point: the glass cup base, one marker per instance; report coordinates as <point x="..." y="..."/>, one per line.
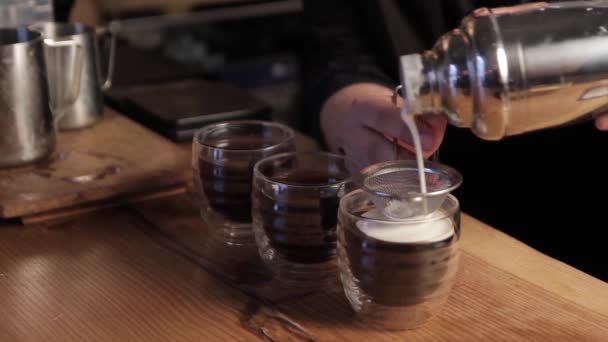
<point x="228" y="232"/>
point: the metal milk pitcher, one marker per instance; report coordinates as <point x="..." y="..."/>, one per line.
<point x="88" y="107"/>
<point x="29" y="101"/>
<point x="512" y="70"/>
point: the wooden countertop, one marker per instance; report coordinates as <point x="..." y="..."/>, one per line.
<point x="148" y="272"/>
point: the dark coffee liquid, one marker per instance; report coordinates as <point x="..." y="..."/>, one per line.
<point x="302" y="226"/>
<point x="227" y="183"/>
<point x="398" y="274"/>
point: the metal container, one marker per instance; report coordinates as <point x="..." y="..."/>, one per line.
<point x="88" y="107"/>
<point x="511" y="70"/>
<point x="28" y="106"/>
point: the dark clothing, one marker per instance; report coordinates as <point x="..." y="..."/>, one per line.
<point x="62" y="9"/>
<point x="546" y="188"/>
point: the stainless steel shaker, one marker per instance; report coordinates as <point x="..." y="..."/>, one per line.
<point x="28" y="106"/>
<point x="511" y="70"/>
<point x="88" y="107"/>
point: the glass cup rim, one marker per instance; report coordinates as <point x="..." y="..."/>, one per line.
<point x="444" y="213"/>
<point x="258" y="174"/>
<point x="290" y="134"/>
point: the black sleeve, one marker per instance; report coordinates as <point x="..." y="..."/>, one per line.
<point x="339" y="52"/>
<point x="62" y="9"/>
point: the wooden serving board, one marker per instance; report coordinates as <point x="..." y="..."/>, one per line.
<point x="113" y="159"/>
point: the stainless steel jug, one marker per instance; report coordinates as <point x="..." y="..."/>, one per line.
<point x="28" y="105"/>
<point x="88" y="107"/>
<point x="511" y="70"/>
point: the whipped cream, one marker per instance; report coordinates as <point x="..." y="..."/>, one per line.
<point x="432" y="228"/>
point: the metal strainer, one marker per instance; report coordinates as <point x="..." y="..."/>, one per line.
<point x="394" y="186"/>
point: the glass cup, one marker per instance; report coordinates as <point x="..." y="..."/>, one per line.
<point x="295" y="207"/>
<point x="223" y="158"/>
<point x="396" y="274"/>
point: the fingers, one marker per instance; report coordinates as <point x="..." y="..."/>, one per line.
<point x="368" y="147"/>
<point x="384" y="117"/>
<point x="601" y="122"/>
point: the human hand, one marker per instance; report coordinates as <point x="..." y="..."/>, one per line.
<point x="362" y="121"/>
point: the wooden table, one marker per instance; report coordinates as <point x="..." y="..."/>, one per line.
<point x="149" y="272"/>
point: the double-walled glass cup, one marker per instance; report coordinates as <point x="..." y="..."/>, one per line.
<point x="396" y="273"/>
<point x="295" y="205"/>
<point x="223" y="158"/>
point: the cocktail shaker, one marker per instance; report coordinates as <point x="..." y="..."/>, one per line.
<point x="511" y="70"/>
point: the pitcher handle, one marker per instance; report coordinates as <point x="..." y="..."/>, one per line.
<point x="60" y="106"/>
<point x="107" y="83"/>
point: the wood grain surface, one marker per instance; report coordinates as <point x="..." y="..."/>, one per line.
<point x="116" y="157"/>
<point x="145" y="273"/>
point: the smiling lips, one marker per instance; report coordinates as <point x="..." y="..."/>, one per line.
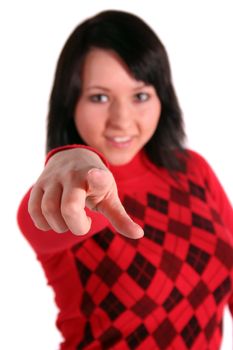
<point x="119" y="141"/>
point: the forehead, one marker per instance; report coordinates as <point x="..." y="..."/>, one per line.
<point x="106" y="67"/>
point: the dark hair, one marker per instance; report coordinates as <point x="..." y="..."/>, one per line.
<point x="144" y="54"/>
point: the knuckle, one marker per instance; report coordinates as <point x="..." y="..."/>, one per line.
<point x="70" y="209"/>
<point x="49" y="207"/>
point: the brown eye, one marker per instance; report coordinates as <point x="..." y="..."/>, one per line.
<point x="99" y="98"/>
<point x="142" y="96"/>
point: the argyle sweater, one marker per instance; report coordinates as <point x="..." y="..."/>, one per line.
<point x="167" y="290"/>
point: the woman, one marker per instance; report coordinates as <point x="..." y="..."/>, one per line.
<point x="145" y="260"/>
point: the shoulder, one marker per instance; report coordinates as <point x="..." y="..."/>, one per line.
<point x="196" y="162"/>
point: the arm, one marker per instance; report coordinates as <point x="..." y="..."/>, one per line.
<point x="74" y="190"/>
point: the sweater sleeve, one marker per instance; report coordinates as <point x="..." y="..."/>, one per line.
<point x="216" y="190"/>
<point x="46" y="242"/>
<point x="220" y="198"/>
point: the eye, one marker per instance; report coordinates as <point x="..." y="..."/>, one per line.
<point x="99" y="98"/>
<point x="142" y="96"/>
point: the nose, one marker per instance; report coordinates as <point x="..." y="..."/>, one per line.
<point x="120" y="114"/>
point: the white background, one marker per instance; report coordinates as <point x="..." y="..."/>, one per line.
<point x="198" y="38"/>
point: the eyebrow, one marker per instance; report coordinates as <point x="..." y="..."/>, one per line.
<point x="99" y="87"/>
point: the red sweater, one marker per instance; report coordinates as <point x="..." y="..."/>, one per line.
<point x="167" y="290"/>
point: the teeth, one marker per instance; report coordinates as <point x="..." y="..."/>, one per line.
<point x="121" y="138"/>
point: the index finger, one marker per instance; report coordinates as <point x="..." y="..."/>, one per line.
<point x="112" y="208"/>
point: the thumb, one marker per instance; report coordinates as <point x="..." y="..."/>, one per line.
<point x="103" y="193"/>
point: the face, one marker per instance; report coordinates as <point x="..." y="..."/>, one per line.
<point x="115" y="114"/>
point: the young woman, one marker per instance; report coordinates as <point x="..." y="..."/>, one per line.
<point x="134" y="232"/>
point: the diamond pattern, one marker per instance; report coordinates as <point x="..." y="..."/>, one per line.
<point x="164" y="334"/>
<point x="136" y="338"/>
<point x="108" y="271"/>
<point x="141" y="271"/>
<point x="191" y="331"/>
<point x="157" y="298"/>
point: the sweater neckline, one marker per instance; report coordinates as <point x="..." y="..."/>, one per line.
<point x="138" y="166"/>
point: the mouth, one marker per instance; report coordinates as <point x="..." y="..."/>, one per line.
<point x="119" y="141"/>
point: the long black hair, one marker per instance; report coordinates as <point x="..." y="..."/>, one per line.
<point x="144" y="54"/>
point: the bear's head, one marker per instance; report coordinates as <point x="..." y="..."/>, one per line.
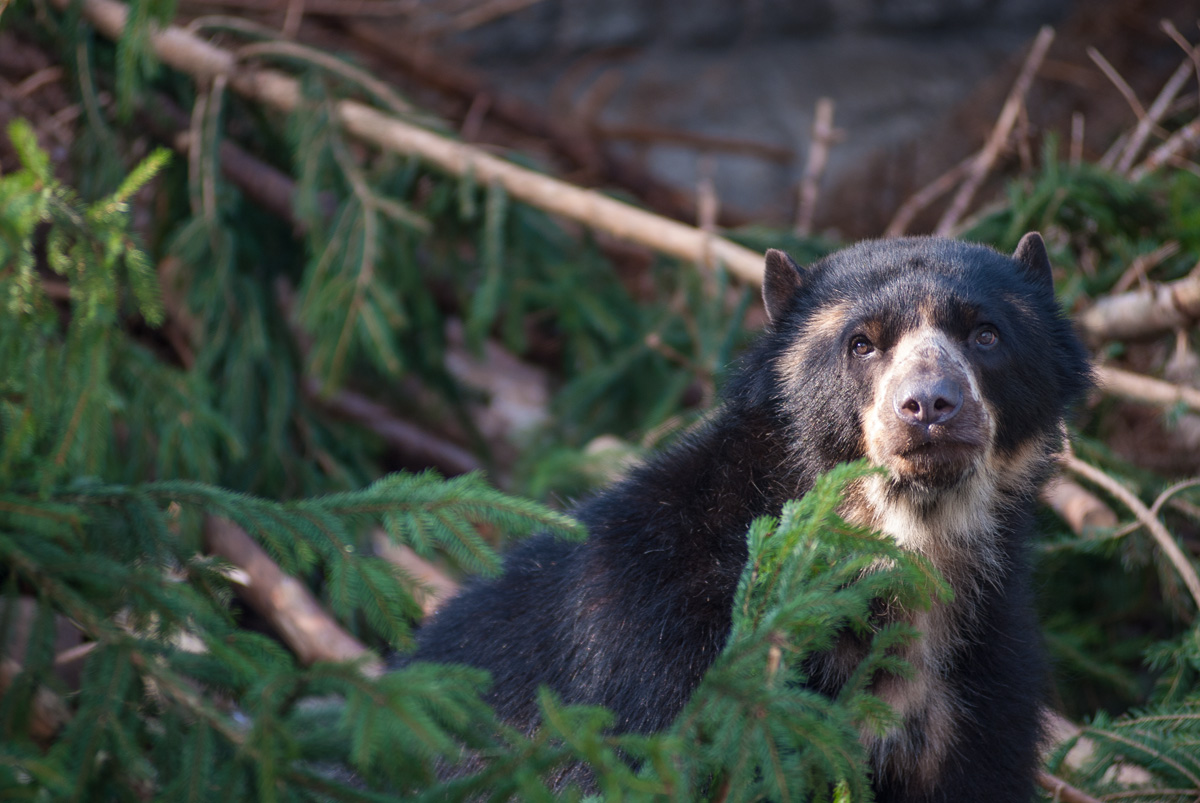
<point x="947" y="364"/>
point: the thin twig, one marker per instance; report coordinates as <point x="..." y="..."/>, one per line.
<point x="1144" y="313"/>
<point x="1138" y="387"/>
<point x="1143" y="265"/>
<point x="183" y="51"/>
<point x="1164" y="539"/>
<point x="823" y="137"/>
<point x="1000" y="133"/>
<point x="1181" y="142"/>
<point x="1122" y="85"/>
<point x="431" y="585"/>
<point x="312" y="634"/>
<point x="411" y="439"/>
<point x="1147" y="123"/>
<point x="1077" y="139"/>
<point x="925" y="196"/>
<point x="1061" y="790"/>
<point x="47" y="711"/>
<point x="1083" y="510"/>
<point x="378" y="9"/>
<point x="696" y="141"/>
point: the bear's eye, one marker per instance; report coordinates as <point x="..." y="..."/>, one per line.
<point x="861" y="347"/>
<point x="985" y="337"/>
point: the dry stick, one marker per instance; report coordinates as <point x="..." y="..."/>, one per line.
<point x="1083" y="510"/>
<point x="190" y="54"/>
<point x="925" y="196"/>
<point x="1181" y="142"/>
<point x="1061" y="790"/>
<point x="1157" y="109"/>
<point x="1143" y="265"/>
<point x="696" y="141"/>
<point x="823" y="137"/>
<point x="1137" y="387"/>
<point x="1122" y="85"/>
<point x="413" y="441"/>
<point x="565" y="138"/>
<point x="1192" y="51"/>
<point x="1077" y="139"/>
<point x="1165" y="541"/>
<point x="312" y="634"/>
<point x="325" y="7"/>
<point x="1145" y="312"/>
<point x="432" y="586"/>
<point x="47" y="712"/>
<point x="1000" y="132"/>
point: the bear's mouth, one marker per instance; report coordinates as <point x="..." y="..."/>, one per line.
<point x="940" y="462"/>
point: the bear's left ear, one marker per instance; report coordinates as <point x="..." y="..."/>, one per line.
<point x="779" y="283"/>
<point x="1031" y="256"/>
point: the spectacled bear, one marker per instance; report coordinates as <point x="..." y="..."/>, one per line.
<point x="947" y="364"/>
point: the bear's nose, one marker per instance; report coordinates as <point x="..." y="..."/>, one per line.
<point x="928" y="400"/>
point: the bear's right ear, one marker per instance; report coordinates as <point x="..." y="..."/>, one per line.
<point x="779" y="283"/>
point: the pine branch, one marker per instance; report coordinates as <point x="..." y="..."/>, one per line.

***

**Directions for this task:** Copy out only the lines from the one containing "point: the bear's right" down to the last line of the material, keeping both ends.

**Expected answer:**
point: the bear's right ear, one marker per instance; report coordinates as <point x="..." y="..."/>, one per line.
<point x="779" y="283"/>
point: the pine branch, one marker per instance; report coordinates as <point x="..." y="..."/>, one per line.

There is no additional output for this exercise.